I need the entries printed again word for word, without the images.

—————

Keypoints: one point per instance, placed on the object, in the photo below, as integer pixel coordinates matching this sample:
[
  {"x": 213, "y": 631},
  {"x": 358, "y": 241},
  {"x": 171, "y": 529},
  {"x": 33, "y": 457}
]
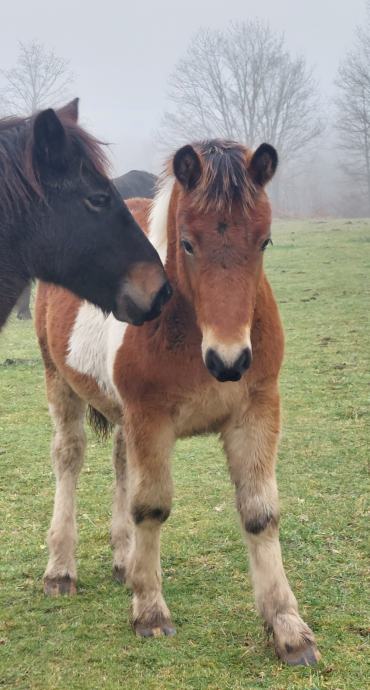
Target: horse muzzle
[{"x": 228, "y": 371}]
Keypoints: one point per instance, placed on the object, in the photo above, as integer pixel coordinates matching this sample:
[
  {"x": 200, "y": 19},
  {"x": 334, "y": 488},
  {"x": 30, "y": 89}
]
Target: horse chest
[
  {"x": 92, "y": 347},
  {"x": 207, "y": 409}
]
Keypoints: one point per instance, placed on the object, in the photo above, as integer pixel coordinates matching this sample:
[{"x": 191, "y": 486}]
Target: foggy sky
[{"x": 122, "y": 53}]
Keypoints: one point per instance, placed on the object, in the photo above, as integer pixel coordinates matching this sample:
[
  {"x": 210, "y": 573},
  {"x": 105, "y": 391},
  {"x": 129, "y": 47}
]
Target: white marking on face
[
  {"x": 158, "y": 217},
  {"x": 93, "y": 345},
  {"x": 229, "y": 353}
]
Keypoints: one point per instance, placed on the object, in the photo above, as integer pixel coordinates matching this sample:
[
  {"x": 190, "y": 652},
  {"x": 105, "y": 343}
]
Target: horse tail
[{"x": 100, "y": 424}]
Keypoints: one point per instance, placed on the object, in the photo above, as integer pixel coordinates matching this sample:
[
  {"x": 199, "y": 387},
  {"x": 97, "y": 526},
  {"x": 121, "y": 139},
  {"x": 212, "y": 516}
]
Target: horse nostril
[
  {"x": 162, "y": 297},
  {"x": 166, "y": 291},
  {"x": 228, "y": 372}
]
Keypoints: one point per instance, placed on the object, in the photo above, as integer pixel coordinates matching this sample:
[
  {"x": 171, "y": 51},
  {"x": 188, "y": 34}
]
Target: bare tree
[
  {"x": 243, "y": 84},
  {"x": 353, "y": 115},
  {"x": 39, "y": 79}
]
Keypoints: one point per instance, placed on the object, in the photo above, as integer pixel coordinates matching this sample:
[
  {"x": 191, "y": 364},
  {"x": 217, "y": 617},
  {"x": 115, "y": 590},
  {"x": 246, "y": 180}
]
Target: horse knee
[
  {"x": 257, "y": 523},
  {"x": 259, "y": 511}
]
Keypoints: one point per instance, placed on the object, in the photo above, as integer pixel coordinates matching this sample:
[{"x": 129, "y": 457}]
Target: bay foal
[
  {"x": 209, "y": 363},
  {"x": 62, "y": 220}
]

—————

=== Response ===
Keypoints: one point per instance, placed on the object, in the photo below, as integer pixel coordinates matching this sample:
[
  {"x": 213, "y": 631},
  {"x": 358, "y": 241},
  {"x": 171, "y": 529},
  {"x": 33, "y": 457}
]
Target: horse muzzle
[{"x": 228, "y": 371}]
Keypoints: one point per instance, placed on the object, in the photo above, as integer pixel coordinates matching this sample:
[
  {"x": 200, "y": 19},
  {"x": 334, "y": 488},
  {"x": 30, "y": 89}
]
Target: horse chest
[
  {"x": 92, "y": 347},
  {"x": 207, "y": 409}
]
Keypoints: one point per instance, placed on the object, in the photo above, as integer pixel coordinates matching this sample:
[{"x": 191, "y": 486}]
Target: foggy sky
[{"x": 122, "y": 53}]
Keypoints: one point per instance, placed on the object, in the photo above, as integer pixel coordinates matching this sample:
[
  {"x": 210, "y": 573},
  {"x": 105, "y": 391},
  {"x": 129, "y": 47}
]
Target: white marking on face
[
  {"x": 158, "y": 217},
  {"x": 93, "y": 345},
  {"x": 229, "y": 353}
]
Keypoints: one point per instance, placed on the object, in the photo above, as integer pixel coordinates matching this sample:
[
  {"x": 190, "y": 652},
  {"x": 105, "y": 343}
]
Target: horse tail
[{"x": 100, "y": 424}]
Keypoints: one point per instance, placed on the object, in the photo above, as integer pixel coordinates matching this sample:
[
  {"x": 199, "y": 387},
  {"x": 97, "y": 526},
  {"x": 121, "y": 139},
  {"x": 212, "y": 516}
]
Target: horse nostril
[
  {"x": 162, "y": 297},
  {"x": 166, "y": 291},
  {"x": 228, "y": 372}
]
Keypoints: one point per instance, placed on the object, in the photo above, as integer pixel coordinates matching this sample:
[
  {"x": 171, "y": 51},
  {"x": 188, "y": 34}
]
Target: bare tree
[
  {"x": 243, "y": 84},
  {"x": 353, "y": 115},
  {"x": 39, "y": 79}
]
Keypoints: one point per instance, placed on the object, in the photo above, as integer pixel coordinates matching this sample:
[
  {"x": 191, "y": 364},
  {"x": 217, "y": 617},
  {"x": 115, "y": 590},
  {"x": 246, "y": 180}
]
Target: horse knee
[
  {"x": 257, "y": 523},
  {"x": 259, "y": 511}
]
Keypoints: one point per instance, placed on the object, in the photo above, as integer pixel coordinates matching this sample:
[{"x": 129, "y": 457}]
Target: bay foal
[
  {"x": 209, "y": 363},
  {"x": 62, "y": 220}
]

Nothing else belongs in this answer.